==== Textauszug ====
Henry, ein 17jähriger Junge vom Land, „ hatte sein ganzes Leben lang von Schlachten geträumt“, von heroischen Kämpfen, wie sie die alten Griechen geführt hatten. Und so meldet er sich freiwillig zur Armee. Nun liegt er hier in Stellung mit anderen frisch eingezogenen Soldaten und alle warten darauf, dass es endlich losgeht.
Das Warten bringt Henry ins Grübeln. Würde er genug Mut aufbringen oder wird er bei der ersten Gefahr wegrennen? Was wusste er letztlich von sich? „ Er war sich selbst eine unbekannte Größe.“ Über seine Selbstzweifel zu sprechen, verbietet sich von selbst. Schließlich will er nicht als Feigling dastehen und zum Gespött der anderen werden.
Dann endlich kommt es zu den ersten Kampfhandlungen. Aber der Feind ist ihnen überlegen und jeder versucht, nur sich selbst zu retten. In seiner Panik flüchtet Henry, wie Zahlreiche neben ihm.
Bei einem Streit mit einem anderen Deserteur zieht er sich eine Verwundung an der Stirn zu. Ausgerechnet diese Wunde wird ihm Anerkennung und Respekt einbringen, als er wieder auf seine Truppe trifft. Und beim nächsten Angriff scheint Henry seine Angst überwunden zu haben und gilt fortan als Held.
Was dem heutigen Leser wie ein gut gemachter, aber konventioneller Kriegsroman vorkommen mag, war zu seinem Erscheinen 1894 eine Sensation. Denn der Roman bricht mit den üblichen Mustern von Kriegsberichten, die die Taktik der Befehlshaber in den Fokus rücken und dabei das Kriegsgeschehen idealisieren und heroisieren.
Hier aber wird zum ersten Mal die Perspektive des einfachen Soldaten eingenommen, der erste Erfahrungen mit der grausamen Realität des Krieges macht. Der Leser ist ganz nah bei dessen widersprüchlichen Gedanken und Gefühlen; bei seinen anfangs naiven Phantasien von Heldentum, bei seinen Selbstzweifeln, seinen Hoffnungen und seinen Ängsten. Viele Veteranen, die den Roman gelesen haben, fühlten sich erkannt und bestätigt.
==== Daten zur Auswertung ====
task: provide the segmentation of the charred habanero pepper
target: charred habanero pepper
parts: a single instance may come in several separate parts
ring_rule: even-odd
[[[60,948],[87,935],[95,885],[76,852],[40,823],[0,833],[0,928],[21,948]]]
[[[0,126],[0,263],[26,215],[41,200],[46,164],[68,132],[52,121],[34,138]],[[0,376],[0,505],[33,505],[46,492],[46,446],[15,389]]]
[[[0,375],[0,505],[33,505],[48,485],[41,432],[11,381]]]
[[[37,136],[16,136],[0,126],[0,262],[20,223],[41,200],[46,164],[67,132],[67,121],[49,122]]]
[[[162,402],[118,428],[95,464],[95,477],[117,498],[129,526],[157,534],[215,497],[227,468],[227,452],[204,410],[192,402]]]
====
_Deine Aufgabe:_
Wie alt ist Henry laut dem Textauszug über den Kriegsroman? Die Datensätze haben mit dem Textauszug nichts zu tun.

_Schriftliche Lösung:_
Henry ist 17 Jahre alt.